(Annotated coordinate records)
==*==
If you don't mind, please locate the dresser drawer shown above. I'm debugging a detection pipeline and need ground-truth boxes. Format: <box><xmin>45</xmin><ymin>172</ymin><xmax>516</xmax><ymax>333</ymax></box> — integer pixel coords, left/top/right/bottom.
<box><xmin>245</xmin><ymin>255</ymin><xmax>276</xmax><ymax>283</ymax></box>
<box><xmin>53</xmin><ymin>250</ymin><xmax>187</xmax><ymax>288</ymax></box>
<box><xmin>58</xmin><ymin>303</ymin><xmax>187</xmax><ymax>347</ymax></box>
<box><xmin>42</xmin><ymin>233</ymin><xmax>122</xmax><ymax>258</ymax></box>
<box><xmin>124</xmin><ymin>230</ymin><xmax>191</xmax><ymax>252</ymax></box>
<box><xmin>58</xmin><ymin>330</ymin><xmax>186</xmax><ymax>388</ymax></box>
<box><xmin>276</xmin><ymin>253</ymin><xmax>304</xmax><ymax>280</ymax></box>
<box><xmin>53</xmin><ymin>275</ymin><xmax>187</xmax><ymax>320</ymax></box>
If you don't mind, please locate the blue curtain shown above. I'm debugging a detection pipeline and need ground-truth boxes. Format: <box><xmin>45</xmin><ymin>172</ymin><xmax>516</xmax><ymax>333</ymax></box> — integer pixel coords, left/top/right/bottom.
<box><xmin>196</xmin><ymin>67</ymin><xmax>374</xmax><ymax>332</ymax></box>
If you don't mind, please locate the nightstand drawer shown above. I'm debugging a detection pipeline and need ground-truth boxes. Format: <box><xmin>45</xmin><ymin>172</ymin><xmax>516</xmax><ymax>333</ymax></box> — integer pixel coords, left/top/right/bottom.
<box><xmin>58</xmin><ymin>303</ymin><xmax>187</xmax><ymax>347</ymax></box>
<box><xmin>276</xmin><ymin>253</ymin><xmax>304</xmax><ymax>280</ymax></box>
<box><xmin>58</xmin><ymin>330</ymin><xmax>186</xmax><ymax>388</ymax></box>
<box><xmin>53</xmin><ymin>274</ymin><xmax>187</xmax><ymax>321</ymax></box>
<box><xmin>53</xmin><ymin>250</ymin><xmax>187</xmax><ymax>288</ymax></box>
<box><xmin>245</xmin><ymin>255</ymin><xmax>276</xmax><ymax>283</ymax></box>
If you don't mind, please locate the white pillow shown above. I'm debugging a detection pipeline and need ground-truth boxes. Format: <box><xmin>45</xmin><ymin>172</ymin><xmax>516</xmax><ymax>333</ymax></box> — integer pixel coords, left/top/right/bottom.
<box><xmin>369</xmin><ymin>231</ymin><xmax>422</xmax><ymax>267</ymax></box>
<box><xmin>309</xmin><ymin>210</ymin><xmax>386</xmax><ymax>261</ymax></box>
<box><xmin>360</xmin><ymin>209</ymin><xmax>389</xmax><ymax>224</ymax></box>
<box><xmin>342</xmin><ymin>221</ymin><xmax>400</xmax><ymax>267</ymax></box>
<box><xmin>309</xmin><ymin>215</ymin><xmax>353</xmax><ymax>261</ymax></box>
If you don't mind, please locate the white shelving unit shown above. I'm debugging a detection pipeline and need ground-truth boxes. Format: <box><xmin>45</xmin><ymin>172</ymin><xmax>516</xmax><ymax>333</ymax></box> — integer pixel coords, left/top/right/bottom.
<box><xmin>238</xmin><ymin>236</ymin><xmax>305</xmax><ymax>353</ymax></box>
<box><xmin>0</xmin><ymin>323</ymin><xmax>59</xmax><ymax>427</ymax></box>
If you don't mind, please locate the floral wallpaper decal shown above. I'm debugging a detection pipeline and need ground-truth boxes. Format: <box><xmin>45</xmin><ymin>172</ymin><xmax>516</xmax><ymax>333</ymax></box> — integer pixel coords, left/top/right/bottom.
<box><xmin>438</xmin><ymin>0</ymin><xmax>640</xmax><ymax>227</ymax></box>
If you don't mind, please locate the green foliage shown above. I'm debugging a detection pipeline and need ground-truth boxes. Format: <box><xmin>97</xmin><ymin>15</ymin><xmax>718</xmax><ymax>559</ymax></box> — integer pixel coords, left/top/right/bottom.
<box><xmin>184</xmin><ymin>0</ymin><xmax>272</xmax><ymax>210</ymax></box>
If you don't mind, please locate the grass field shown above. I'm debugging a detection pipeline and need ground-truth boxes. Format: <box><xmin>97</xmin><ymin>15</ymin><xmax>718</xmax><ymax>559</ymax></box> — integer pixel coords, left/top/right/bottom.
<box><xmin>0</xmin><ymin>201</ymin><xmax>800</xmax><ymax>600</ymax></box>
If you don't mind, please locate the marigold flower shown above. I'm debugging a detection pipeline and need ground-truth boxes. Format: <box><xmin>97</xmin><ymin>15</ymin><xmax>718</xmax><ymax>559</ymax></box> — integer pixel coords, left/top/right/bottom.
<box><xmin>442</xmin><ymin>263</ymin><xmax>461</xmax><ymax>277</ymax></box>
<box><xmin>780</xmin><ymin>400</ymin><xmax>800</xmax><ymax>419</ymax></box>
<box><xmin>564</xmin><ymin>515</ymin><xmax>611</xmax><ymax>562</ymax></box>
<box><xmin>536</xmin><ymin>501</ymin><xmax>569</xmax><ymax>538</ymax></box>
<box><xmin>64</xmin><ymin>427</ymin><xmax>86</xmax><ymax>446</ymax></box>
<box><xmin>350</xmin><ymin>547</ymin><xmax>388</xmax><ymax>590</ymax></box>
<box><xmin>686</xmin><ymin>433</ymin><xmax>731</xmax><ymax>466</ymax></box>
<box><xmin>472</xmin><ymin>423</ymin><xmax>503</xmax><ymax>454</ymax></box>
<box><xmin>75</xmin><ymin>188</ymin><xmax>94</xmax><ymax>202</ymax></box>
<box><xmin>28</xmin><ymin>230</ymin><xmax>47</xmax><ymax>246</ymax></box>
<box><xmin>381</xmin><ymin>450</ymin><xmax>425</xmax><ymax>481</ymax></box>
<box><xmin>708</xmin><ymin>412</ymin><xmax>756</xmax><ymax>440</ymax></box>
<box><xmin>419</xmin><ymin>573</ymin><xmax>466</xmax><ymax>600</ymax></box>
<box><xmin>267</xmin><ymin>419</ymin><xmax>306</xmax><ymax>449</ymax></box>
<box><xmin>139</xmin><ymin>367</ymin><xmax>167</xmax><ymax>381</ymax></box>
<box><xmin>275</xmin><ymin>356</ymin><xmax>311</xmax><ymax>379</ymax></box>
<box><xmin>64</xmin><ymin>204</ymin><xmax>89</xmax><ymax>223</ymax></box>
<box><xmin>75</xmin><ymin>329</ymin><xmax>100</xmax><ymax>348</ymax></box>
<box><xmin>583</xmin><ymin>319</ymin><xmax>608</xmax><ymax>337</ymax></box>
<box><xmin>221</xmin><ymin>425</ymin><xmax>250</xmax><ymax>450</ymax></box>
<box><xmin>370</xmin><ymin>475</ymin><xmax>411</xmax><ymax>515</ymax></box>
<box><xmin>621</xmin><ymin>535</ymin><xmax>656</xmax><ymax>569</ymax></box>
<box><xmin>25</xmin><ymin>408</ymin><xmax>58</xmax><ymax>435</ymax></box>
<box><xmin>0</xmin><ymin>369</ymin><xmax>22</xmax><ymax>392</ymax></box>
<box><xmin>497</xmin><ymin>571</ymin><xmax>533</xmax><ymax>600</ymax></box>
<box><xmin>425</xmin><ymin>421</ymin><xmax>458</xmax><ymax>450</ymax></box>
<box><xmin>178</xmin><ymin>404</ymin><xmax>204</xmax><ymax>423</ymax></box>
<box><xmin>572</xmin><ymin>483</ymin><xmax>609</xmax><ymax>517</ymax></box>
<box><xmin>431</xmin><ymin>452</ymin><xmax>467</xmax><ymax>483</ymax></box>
==*==
WHAT YOU WILL DO
How many lines in the rows above contain the string "blue", matching case exactly? Reply with only the number.

ANSWER TO THIS PROBLEM
1